Instructions for the task> Write out every entry below word for word, leaving nothing out.

Data>
····················

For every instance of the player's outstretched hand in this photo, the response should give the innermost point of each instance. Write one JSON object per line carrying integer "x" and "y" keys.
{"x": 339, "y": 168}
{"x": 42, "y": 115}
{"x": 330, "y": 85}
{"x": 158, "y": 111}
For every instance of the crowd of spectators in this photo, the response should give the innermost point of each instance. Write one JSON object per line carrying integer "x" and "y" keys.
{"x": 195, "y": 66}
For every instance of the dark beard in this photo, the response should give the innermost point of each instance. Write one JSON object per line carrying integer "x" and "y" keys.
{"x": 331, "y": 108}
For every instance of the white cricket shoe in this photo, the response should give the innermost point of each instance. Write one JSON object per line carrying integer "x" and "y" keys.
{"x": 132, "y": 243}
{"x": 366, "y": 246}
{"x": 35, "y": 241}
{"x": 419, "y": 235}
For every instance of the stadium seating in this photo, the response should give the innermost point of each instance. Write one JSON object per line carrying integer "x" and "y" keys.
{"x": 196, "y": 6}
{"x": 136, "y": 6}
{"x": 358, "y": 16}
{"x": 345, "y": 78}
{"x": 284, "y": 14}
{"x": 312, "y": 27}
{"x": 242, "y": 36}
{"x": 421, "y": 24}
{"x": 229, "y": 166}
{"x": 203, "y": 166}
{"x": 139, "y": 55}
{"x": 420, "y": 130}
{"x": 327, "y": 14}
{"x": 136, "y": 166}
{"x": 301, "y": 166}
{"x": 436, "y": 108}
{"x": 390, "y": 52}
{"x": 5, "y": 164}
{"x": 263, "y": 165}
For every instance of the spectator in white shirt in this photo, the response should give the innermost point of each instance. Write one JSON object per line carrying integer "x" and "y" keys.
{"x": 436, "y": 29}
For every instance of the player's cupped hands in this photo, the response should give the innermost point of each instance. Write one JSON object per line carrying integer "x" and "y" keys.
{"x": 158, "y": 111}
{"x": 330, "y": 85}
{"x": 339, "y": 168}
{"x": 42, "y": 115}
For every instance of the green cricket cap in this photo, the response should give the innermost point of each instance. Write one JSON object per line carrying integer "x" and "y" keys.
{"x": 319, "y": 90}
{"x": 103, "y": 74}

····················

Output for this exercise>
For every instance of the player's outstretched hand in this photo, the response should give the innermost point of each instance. Write one JSON object per line carrying integer "x" and "y" keys.
{"x": 339, "y": 168}
{"x": 42, "y": 115}
{"x": 330, "y": 85}
{"x": 158, "y": 111}
For every instance of the crowd of spectators in this photo, the response should give the innermost point of each instance. Write one JSON object per line carrying integer "x" and "y" keys.
{"x": 195, "y": 66}
For every instance of the dark beard in this photo, the response should give the innermost point of each instance. Write one JSON object per line carrying integer "x" and "y" keys.
{"x": 331, "y": 108}
For every instance of the white cricket shoe in this photo, the response should give the innermost point of each instance. Write one JSON object per line carrying integer "x" and "y" keys.
{"x": 132, "y": 243}
{"x": 366, "y": 246}
{"x": 35, "y": 241}
{"x": 419, "y": 235}
For every instance of the stadium seating in this photo, the response should give the innermost point of each instance. Write one JSON object per line carrying integer "x" and "y" keys.
{"x": 196, "y": 6}
{"x": 136, "y": 6}
{"x": 358, "y": 16}
{"x": 345, "y": 78}
{"x": 284, "y": 14}
{"x": 312, "y": 27}
{"x": 242, "y": 36}
{"x": 421, "y": 24}
{"x": 229, "y": 166}
{"x": 203, "y": 166}
{"x": 139, "y": 55}
{"x": 420, "y": 130}
{"x": 327, "y": 14}
{"x": 136, "y": 166}
{"x": 301, "y": 166}
{"x": 436, "y": 108}
{"x": 390, "y": 52}
{"x": 5, "y": 164}
{"x": 263, "y": 165}
For every instance of the spectator in white shirt in this photo, the response should give the innermost point of each instance. Write one JSON object per line carrying integer "x" and "y" keys.
{"x": 436, "y": 29}
For every instance of the player's cupped hands in this photo, the response should give the innermost point of each instance. Write one JSON object per line carrying integer "x" and "y" keys.
{"x": 158, "y": 111}
{"x": 330, "y": 85}
{"x": 339, "y": 168}
{"x": 42, "y": 115}
For every instance of the green cricket cap in this photo, the response should give the innermost point of each instance. Write one JSON object per line carrying integer "x" and "y" keys.
{"x": 319, "y": 90}
{"x": 103, "y": 74}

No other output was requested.